▸ **TEXTE**:
JURISPRUDENCE : La Cour de cassation confirme en tous points l’arrêt de la Cour de Paris annulant les services de coopération commerciale de Système U et soumet au Conseil constitutionnel une QPC portant sur sa propre interprétation de la notion de déséquilibre significatif comme autorisant un contrôle judiciaire du prix
Ces derniers jours, la Chambre commerciale de la Cour de cassation a rendu deux arrêts dans des affaires de pratiques restrictives de concurrence.
Le premier arrêt, rendu le 26 septembre 2018 dans l’affaire Système U, concerne la coopération commerciale. Il vient confirmer en tous points l’arrêt rendu le 29 juin 2016 par la Chambre 5-4 de la Cour d’appel de Paris qui avait annulé, à la demande du ministre de l’économie, les contrats de coopération commerciale conclus par la société Système U centrale nationale avec ses fournisseurs Danone, Nestlé, Yoplait et Lavazza, mais aussi ordonné la cessation des pratiques et le remboursement au trésor public d'une certaine somme et l’avait condamné à une amende civile.
La Chambre commerciale de la Cour de cassation retient en substance que l’exercice par le ministre de l'obligation qui lui est faite par le Conseil constitutionnel aux termes de sa décision n° 2011-126 QPC du 13 mai 2011 d'informer les fournisseurs de l'action qu'il engage sur le fondement de l'article L. 442-6, III, alinéa 2, du code de commerce est suffisamment exécutée lorsque ladite information n’a été donnée qu’en cause d'appel dès lors qu'elle a permis aux fournisseurs d'intervenir à l'instance afin de défendre leurs intérêts.
Par ailleurs, elle approuve la conclusion de la Cour d’appel selon laquelle le service de coopération commerciale en cause, intitulé « Action de construction et de diffusion du Tronc d’Assortiment Commun (TAC) » ne correspondait à aucun service commercial effectivement rendu, en ce sens, était fictif et que la société Système U ne pouvait demander aux fournisseurs le prix d’un service qu'ils assuraient eux-mêmes. Enfin, elle approuve l’annulation par la Cour d’appel des contrats litigieux, ainsi que la restitutions des fonds que Système U avait ainsi perçus sans contrepartie.
Le second arrêt, rendu le 27 septembre 2018, porte une nouvelle fois sur la notion de déséquilibre significatif.

▸ **DONNÉES FOURNIES**:

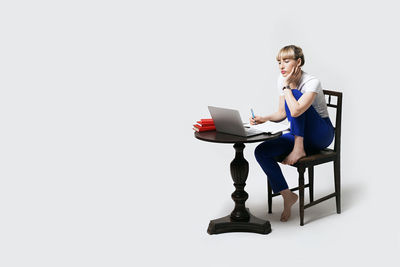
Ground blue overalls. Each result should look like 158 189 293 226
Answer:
254 89 334 193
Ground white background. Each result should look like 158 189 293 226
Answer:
0 0 400 266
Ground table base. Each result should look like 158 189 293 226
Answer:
207 208 271 235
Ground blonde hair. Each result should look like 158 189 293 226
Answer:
276 45 304 66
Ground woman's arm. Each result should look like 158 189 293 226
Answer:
264 95 286 122
283 89 317 117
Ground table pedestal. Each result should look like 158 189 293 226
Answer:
207 143 271 235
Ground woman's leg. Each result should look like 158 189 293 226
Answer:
254 133 294 194
254 133 298 221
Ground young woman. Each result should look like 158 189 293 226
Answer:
250 45 334 222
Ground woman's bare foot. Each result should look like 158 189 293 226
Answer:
282 149 306 165
281 192 299 222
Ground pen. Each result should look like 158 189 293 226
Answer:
250 108 257 124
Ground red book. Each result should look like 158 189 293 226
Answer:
197 121 214 126
200 119 214 124
193 124 215 132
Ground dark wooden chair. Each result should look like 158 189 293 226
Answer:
268 90 343 226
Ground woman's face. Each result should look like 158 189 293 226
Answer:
278 58 301 77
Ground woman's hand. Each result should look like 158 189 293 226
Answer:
250 116 267 125
284 66 302 89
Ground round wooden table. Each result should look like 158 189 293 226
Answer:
194 131 282 235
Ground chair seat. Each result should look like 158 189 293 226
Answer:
276 148 337 167
293 148 337 167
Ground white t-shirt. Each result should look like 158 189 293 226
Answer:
278 71 329 118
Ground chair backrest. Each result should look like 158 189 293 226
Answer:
323 90 343 155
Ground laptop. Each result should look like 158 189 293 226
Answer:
208 106 264 137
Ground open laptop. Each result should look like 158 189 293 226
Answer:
208 106 264 137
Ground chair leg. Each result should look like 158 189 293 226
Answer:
333 158 341 216
308 166 314 202
297 167 305 226
267 181 272 213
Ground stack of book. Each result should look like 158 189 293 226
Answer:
193 119 215 132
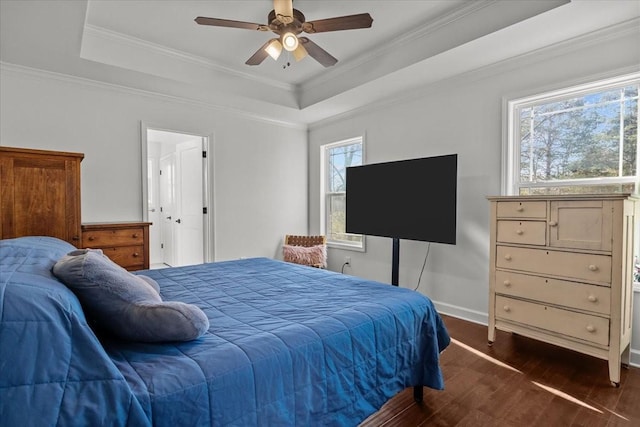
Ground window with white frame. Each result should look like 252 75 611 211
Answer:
503 73 640 282
503 73 640 195
321 137 364 249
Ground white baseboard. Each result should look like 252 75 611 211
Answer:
433 301 489 326
433 301 640 368
629 349 640 368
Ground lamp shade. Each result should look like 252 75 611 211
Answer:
264 39 282 60
282 32 298 52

▸ **CONSIGNE**: Reproduisez à l'identique le passage du texte sur l'arrêt Système U qui commence par « Le premier arrêt, rendu » et se poursuit jusqu'à « une amende civile. ».

▸ **CORRIGÉ**:
Le premier arrêt, rendu le 26 septembre 2018 dans l’affaire Système U, concerne la coopération commerciale. Il vient confirmer en tous points l’arrêt rendu le 29 juin 2016 par la Chambre 5-4 de la Cour d’appel de Paris qui avait annulé, à la demande du ministre de l’économie, les contrats de coopération commerciale conclus par la société Système U centrale nationale avec ses fournisseurs Danone, Nestlé, Yoplait et Lavazza, mais aussi ordonné la cessation des pratiques et le remboursement au trésor public d'une certaine somme et l’avait condamné à une amende civile.